Excerpt from a dataset:

============

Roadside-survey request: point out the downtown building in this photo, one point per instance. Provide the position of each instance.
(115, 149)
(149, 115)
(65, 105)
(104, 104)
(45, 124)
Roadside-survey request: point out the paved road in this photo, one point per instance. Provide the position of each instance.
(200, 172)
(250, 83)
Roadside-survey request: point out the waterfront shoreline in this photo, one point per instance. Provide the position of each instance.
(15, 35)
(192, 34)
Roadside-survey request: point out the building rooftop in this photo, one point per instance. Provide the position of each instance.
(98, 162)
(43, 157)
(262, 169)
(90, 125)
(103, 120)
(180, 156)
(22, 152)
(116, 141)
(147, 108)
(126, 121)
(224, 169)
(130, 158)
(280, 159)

============

_What the task asks_: Render the stretch of the records from the line containing "Roadside-survey request: point out the waterfront" through the end of the records as a numbered list, leaving out blank lines.

_Response to this exercise_:
1. Roadside-survey request: point out the waterfront shoreline in this photo, one point per instance. Provide the position of each instance.
2. (15, 35)
3. (192, 34)
4. Roadside-survey request: point out the building rooftop in this photo, one point per instance. Provide the position of each instance.
5. (98, 162)
6. (43, 157)
7. (262, 169)
8. (90, 125)
9. (103, 120)
10. (180, 156)
11. (22, 152)
12. (116, 141)
13. (147, 108)
14. (126, 121)
15. (224, 169)
16. (130, 158)
17. (280, 159)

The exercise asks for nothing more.